__ТЕКСТОВЫЙ ФРАГМЕНТ__.

######

В поведении Чжан Имоу нет вызова, позы. С редким благородством и спокойствием он защищает свои взгляды, не снисходя до перепалки. Лишь когда в разговоре возникает «его тема» — ритма, цвета — он вспыхивает каким-то шальным огнем.
Цвет — та точка, где наш мозг впервые соприкасается со Вселенной, размышляет Чжан Имоу. Его тревожат переходы цвета из одного качества в другое, их сочетания, комбинации. Но любит он цвета первичные, не поддающиеся разложению, — красный, желтый, синий. Ему близки густые краски северного Китая, как и все, что свойственно этим широтам: острая соленая пища, жесткий грубоватый говор. На юге все мягче.
Его любимый цвет — красный. Огонь. Пульсация жизни. Ее драматизм. Красный — цвет восходящего солнца — любят в народе. Недаром на Новый год хозяйки следят за тем, чтобы хоть капелька красного где-нибудь да появилась. На дверях, стенах, окнах наклеивают красные полоски бумаги с золотыми иероглифами благопожеланий.
Красные фонари — китайская традиция. Они вывешиваются перед входом в дом по случаю праздника, свадьбы, рождения наследника. Но в фильме «Высоко висящие красные фонари» они загораются на флигеле той наложницы (их четыре), которой приходит черед осчастливить старого хозяина...
Феномен Чжан Имоу вызвал в китайском обществе шквал эмоций. Равнодушных не было. Публика интуитивно хочет лести, а он не льстит, заставляет работать души.
«Картины воспевают убожество, бедность, феодальные предрассудки, темные стороны китайского характера» — так размышляли те, кто не принял Чжан Имоу. Люди, настроившиеся на его волну, возражали: «Нет ничего спокойнее стоячей воды, да и идеальный человек, по учению Конфуция, видит истоки душевного покоя в вечном беспокойстве. В фильмах Чжан Имоу — художественное откровение, дыхание правды, доверие к человеку». «Национальный характер един. Зачем попусту рассуждать, что лучше — свет или тьма, покой или движение. Одно переходит в другое. Так и национальный характер. Это сплав противоречивых качеств. В нем многое восхищает: усердие, бережливость, трудолюбие. Но, с другой стороны, эгоизм, консерватизм, покорность, узость мышления... Взгляните на графическое изображение двух китайских космогонических категорий «инь» и «ян», которые есть начало и конец всего сущего. Инь — Луна, Земля, женское, слабое, текучее. Ян — Солнце, Небо, мужское, сильное, твердое. Они изображаются в виде полуизогнутых половин, готовых перейти одна в другую, присутствуют друг в друге...»
Чтобы передать образ того мира, которым Чжан Имоу дышал и мучился, ему, поначалу оператору, мало было камеры, даже разговаривающей его языком. Он хотел выразить себя в цвете, звуке, ритме, тембре голоса, паузе. И он стал режиссером. Но сначала Чжан Имоу неожиданно сыграл главную роль в фильме другого режиссера «Старый колодец». Коллеги заметили: «Играть не умеет, но какая правда!» Кстати, фильм получил «Гран-при» в Токио, а Чжан Имоу — приз за лучшую мужскую роль.

######

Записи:
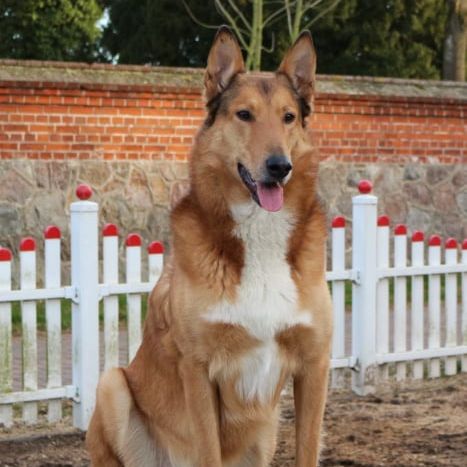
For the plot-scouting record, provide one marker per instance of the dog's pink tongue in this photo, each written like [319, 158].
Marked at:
[271, 198]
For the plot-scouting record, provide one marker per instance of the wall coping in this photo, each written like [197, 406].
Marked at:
[31, 73]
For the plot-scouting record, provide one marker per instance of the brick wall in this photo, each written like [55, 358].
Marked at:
[75, 111]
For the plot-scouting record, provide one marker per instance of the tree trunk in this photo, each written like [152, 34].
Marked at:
[455, 41]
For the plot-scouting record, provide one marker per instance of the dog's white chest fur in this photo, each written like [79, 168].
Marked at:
[267, 299]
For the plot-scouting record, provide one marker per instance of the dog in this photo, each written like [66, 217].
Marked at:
[242, 303]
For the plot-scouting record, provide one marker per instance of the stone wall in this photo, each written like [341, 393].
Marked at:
[136, 195]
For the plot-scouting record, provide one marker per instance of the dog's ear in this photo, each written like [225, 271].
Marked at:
[299, 65]
[225, 60]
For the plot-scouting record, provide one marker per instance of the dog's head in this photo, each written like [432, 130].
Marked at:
[256, 122]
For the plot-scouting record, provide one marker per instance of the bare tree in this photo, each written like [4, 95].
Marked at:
[455, 41]
[250, 28]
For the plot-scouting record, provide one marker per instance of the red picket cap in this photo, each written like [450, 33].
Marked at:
[383, 221]
[338, 222]
[400, 229]
[435, 240]
[155, 248]
[133, 240]
[418, 236]
[83, 192]
[451, 243]
[110, 230]
[52, 231]
[5, 254]
[27, 244]
[365, 187]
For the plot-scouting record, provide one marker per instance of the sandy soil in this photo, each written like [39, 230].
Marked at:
[415, 424]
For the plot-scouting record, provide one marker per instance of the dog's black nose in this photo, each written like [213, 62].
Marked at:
[278, 167]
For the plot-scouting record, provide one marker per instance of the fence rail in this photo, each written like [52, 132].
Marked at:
[408, 319]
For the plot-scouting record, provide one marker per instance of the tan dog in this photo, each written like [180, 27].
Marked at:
[242, 304]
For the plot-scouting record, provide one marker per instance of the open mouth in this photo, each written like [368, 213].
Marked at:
[268, 195]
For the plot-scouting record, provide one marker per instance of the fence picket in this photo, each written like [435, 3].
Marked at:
[338, 298]
[400, 298]
[133, 275]
[417, 309]
[53, 319]
[382, 293]
[451, 304]
[156, 260]
[6, 359]
[110, 260]
[434, 303]
[464, 305]
[29, 326]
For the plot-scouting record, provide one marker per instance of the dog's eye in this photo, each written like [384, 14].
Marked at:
[289, 117]
[245, 115]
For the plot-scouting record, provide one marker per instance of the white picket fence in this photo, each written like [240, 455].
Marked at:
[371, 321]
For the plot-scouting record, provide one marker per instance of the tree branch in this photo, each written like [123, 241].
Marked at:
[240, 14]
[224, 12]
[324, 12]
[196, 20]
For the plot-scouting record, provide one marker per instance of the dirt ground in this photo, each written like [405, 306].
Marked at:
[415, 424]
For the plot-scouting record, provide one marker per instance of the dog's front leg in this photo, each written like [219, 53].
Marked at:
[310, 387]
[202, 404]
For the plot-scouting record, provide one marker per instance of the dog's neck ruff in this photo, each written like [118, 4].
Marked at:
[266, 300]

######

__ЧТО ТРЕБУЕТСЯ__.
1/ Перечислите все строки листинга, в которых есть слово «wall». Регистр букв учитывается.
2/ Подхватите текст о Чжан Имоу и продолжите его с того места, где он заканчивается.
Текст и листинг никак не связаны между собой.

__ОТВЕТЫ НА ЗАДАНИЯ__.
1/
For the plot-scouting record, provide one marker per instance of the wall coping in this photo, each written like [197, 406].
For the plot-scouting record, provide one marker per instance of the brick wall in this photo, each written like [55, 358].
For the plot-scouting record, provide one marker per instance of the stone wall in this photo, each written like [341, 393].

2/
С самого начала китайские кинематографисты находились под влиянием эстетики традиционного театра. Вот, например, какими видел трактат XVIII века «Зеркало просвещенного духа» некоторых персонажей. Богатый: вид довольный, глаза улыбающиеся, щелкает пальцами, голос мягкий. Бедный: вид удрученный, взгляд неподвижный, плечи сутулы, под носом мокро. Публика привыкла к канонам. Чжан Имоу никаким канонам не следовал. Играл так, словно и не играл. Случайность? Китайская мудрость гласит: «Прежде чем нарисовать бамбук, надо создать его образ в душе». А Чжан Имоу давно вынашивал тот образ крестьянина.
У каждой нации — свои нравственные ценности, и в традициях Китая скорее целомудренность, поэтому многие говорят: пусть чувственные сцены будут уделом западного кинематографа. Так нередко размышляли и мои собеседники, когда я касался этой щекотливой темы.
Но была иная точка зрения. В старину говорили, что произведение живописи может быть вульгарным в пяти случаях: если вульгарен дух, ритм, кисть, замысел или сам художник. Во всех остальных случаях о какой вульгарности может идти речь? Я предлагаю Чжан Имоу высказать отношение к этой формуле. На мой взгляд, она очень китайская, и я был почтя уверен, что режиссер присоединится к древним. Но реакция Чжан Имоу была иной: «Мысль верная, но почему именно пять, почему предел? Не так ли мы ограничиваем мировосприятие современного молодого парня почему-то четырьмя признаками: верность идеалам, нравственность, культура, дисциплинированность». Выходит, Чжан Имоу выступает против традиций?
В эпоху Тан (VII — X века) в китайском обществе была популярна борьба «сянпу», говорил мне Чжан Имоу, состязались обнаженные женщины. Затем этот вид борьбы пришел в Японию. Это — сумо, и борются там мужчины. Кстати, в ту же эпоху Тан в Китае был культ полного женского тела. И когда мы хотим снять некоторые табу, то делаем это, считает Чжан Имоу, ради достоверной картины развития китайского общества. Зачем ограничивать себя и присваивать право на истину. Традиции были разные.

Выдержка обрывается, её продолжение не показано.